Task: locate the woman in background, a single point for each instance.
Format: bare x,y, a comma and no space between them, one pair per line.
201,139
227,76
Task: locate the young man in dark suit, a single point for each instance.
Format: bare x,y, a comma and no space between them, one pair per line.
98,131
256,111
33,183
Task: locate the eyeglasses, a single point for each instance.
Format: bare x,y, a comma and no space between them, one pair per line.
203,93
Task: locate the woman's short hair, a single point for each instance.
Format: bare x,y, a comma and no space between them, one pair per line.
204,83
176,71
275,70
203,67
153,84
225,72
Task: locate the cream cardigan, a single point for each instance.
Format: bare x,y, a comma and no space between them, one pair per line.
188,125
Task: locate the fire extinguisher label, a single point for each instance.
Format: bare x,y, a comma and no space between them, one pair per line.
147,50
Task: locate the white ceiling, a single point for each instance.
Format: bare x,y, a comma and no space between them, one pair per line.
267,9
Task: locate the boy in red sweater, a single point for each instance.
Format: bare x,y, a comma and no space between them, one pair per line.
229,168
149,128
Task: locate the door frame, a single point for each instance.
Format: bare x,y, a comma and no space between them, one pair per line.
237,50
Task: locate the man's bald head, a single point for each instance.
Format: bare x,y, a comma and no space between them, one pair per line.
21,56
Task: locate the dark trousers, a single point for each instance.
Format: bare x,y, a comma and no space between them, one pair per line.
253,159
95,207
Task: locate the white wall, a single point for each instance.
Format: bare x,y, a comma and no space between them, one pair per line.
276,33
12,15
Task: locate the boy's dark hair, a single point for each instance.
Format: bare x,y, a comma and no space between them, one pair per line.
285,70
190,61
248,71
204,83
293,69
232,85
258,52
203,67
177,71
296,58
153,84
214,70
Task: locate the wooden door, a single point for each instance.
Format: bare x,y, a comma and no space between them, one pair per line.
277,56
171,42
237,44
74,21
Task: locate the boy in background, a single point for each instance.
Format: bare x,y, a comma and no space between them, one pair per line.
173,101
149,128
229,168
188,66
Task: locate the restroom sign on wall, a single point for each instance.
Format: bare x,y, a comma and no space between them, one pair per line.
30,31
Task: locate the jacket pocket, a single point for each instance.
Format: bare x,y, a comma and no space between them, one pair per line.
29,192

SHORT PROBLEM: Please return every line of the items above unchanged and in the same order.

THE OUTPUT:
Task: locate the woman in background, a single point for each instance.
Format: bare x,y, a comma and no space between them, one pair per line.
201,139
227,76
Task: locate the young man in dark suit, a single point for each instance.
Format: bare x,y, a comma and no space between them, one pair per line.
98,131
256,111
33,183
Task: locate the eyeglasses, a single point for each instance.
Format: bare x,y, a comma and no space between them, one pair per line.
203,93
Task: locate the woman's short hair, a single point for each instance.
Format: bare x,y, a comma and no space between them, one pair per line.
204,83
176,71
275,70
203,67
153,84
225,72
Task: locate the cream cardigan, a single point for each instance.
Format: bare x,y, a comma and no space between them, one pair per line.
188,125
Task: locate the fire extinguisher label, a single point for each instance.
Format: bare x,y, a comma and no space between them, one pair per line.
147,50
Task: locate the white ceiling, a single point for each instance.
Format: bare x,y, a comma and no space between them, one pair per line.
267,9
Task: locate the boy in red sweater, a single point for each instance.
Format: bare x,y, a comma and no space between them, one pair per line.
229,168
149,128
Task: locate the door frame, a single point for each instance.
Format: bare x,y, a comma and no space between them, one pair per line.
237,50
Task: locate the man's bald head, a single point for each instance.
Format: bare x,y, a comma and no space between them, one pair per line.
21,56
Task: locate the dark trousers, a single point for each instance.
Format: bare x,y, a comma and no space between them, one pair per line.
253,159
95,207
Task: locate the white wall, a single point for each instance.
Format: bare x,y, a comma and no space between them, one pair per line.
276,33
12,15
Task: locate the boy's dark hair, a single point for each instance.
Format: bare x,y, a comma and no space between them, one pair per line.
285,70
190,61
248,71
204,83
293,69
232,85
258,52
203,67
177,71
296,58
153,84
214,70
Task: locate the wooden door, a single point for each instance.
Format: bare x,y, a comma and no space between them, one pair per line.
277,56
171,42
237,44
74,21
Task: locate the boy in background, a single point for each instance.
Format: bare x,y, a comma and no space between them, one pair per line.
173,101
149,128
229,168
188,66
Task: locate the restroom sign on wall, a single point for each instance.
Format: bare x,y, a comma and no space between them, one pair per line.
30,31
Task: locate the jacket pocket, a single point for each instance.
Format: bare x,y, a comma and no space between them, one pair per line.
29,192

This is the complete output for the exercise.